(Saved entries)
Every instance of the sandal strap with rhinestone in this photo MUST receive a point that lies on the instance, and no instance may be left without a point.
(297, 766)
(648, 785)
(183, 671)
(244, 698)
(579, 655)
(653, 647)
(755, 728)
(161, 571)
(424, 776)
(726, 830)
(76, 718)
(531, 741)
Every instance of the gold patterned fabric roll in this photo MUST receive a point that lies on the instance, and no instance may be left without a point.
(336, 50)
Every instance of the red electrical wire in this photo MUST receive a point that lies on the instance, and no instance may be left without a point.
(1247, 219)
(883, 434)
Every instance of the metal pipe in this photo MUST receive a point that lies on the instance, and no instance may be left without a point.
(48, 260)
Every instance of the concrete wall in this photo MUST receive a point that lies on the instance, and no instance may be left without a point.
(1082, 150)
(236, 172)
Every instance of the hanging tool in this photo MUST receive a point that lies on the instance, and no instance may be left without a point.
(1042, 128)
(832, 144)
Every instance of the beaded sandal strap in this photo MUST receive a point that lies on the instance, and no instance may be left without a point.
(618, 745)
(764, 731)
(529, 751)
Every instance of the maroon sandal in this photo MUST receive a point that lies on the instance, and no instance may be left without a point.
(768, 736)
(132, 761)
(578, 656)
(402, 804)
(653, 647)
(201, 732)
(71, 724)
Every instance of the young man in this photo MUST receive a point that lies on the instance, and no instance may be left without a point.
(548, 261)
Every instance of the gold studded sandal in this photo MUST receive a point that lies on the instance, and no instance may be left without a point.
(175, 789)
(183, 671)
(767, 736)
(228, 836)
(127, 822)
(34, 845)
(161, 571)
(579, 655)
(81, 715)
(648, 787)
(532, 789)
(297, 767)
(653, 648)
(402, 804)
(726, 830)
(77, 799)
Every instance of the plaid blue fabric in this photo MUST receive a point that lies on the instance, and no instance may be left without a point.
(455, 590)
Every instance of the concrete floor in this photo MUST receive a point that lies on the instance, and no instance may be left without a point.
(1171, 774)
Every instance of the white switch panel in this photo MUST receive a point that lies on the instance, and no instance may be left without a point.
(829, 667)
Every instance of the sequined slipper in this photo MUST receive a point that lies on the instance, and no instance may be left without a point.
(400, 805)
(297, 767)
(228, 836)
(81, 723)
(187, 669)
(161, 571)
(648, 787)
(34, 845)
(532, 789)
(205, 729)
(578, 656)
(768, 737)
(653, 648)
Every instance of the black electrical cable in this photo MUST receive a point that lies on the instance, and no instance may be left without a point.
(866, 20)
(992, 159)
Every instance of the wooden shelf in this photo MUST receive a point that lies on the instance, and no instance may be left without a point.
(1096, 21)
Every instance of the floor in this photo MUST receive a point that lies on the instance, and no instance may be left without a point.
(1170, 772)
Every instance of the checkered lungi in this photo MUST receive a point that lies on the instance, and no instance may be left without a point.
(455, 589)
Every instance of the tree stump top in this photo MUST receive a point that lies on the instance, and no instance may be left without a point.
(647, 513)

WHAT THE EXERCISE ASKS
The response should consist of all the entries, reproduced word for word.

THE ANSWER
Every instance of the sandal strap with rhinestone in this photo MUST receive a point that lies on the instance, and no instance may be left without a point.
(297, 766)
(648, 785)
(183, 671)
(244, 698)
(579, 655)
(653, 647)
(755, 728)
(161, 571)
(424, 776)
(726, 830)
(76, 718)
(531, 741)
Every instance of the gold patterned fabric roll in this photo MUST receive a point that lies on the instance, and no instance may be left without a point.
(336, 50)
Every instance of the red electrical wire in this photo MUST receive a point that lies on the instance, and no instance may be left without a point.
(1247, 219)
(883, 434)
Every instance of the metal pipe in this photo MUST receive a point that lies on the instance, and no instance may be left without a point.
(48, 260)
Every instance of the concrete wall in this photo MUST receive a point that lies on the instance, and no instance may be left without a point.
(1082, 150)
(236, 172)
Every instance of the hanging tool in this photo MUST receive a point that lies on the instance, and no instance may be left without a point.
(1042, 128)
(832, 144)
Every instance of the beaded sandal strap in this photo MUST receive a point that lies on the instance, and no instance may be left without a point.
(618, 745)
(764, 731)
(529, 751)
Every instance of the maroon sandal in this photo MUST receive a point that lies on the instance, and no instance may be left without a point.
(768, 736)
(132, 761)
(578, 656)
(402, 804)
(653, 647)
(201, 732)
(71, 724)
Every instance of the young man in this photo MUST receive a point that lies on the instance, and no instance may be left without a point.
(548, 261)
Every instance of the gold studded sandal in this photo MUST receive a point that lies on the instance, and no instance may be left without a point.
(175, 789)
(183, 671)
(767, 736)
(228, 836)
(127, 822)
(34, 845)
(161, 571)
(579, 655)
(81, 715)
(648, 787)
(532, 789)
(297, 767)
(653, 648)
(402, 804)
(726, 830)
(77, 799)
Every instance of the plaid blue fabric in this photo MUST receive a point that lies on the instance, and no instance may be left without a point.
(455, 590)
Every instance of the concrete floor in this photo MUST receive a point that lies on the instance, and no instance may be left without a point.
(1171, 774)
Every instance of the white switch panel in this photo MUST receive a point that lies on the instance, and no instance may be left without a point.
(829, 667)
Every instance of the sequined slipper in this photo MUST receive a point that lies on the instance, and no instance may be left without a point.
(400, 805)
(297, 767)
(228, 836)
(81, 723)
(187, 669)
(161, 571)
(648, 787)
(34, 845)
(532, 789)
(205, 729)
(578, 656)
(768, 737)
(653, 648)
Every instance of the black electrical cable in this photo MUST receive a point that lies on the instance, and no instance may be left without a point.
(866, 20)
(992, 159)
Every instance of the wooden shelf in this photo MUST receive a point that lies on the instance, and no instance may be left without a point.
(1096, 21)
Every instance of the floor in this photo MUST receive a point that lies on the instance, and no instance may be left without a point.
(1170, 772)
Every instance of the checkered lungi in this photo MUST receive a point that lies on the instance, and no instance may be left without a point.
(455, 589)
Every instance of the tree stump top in this photo MUST receive a point that lies on the instance, and no instance may be left without a point.
(647, 513)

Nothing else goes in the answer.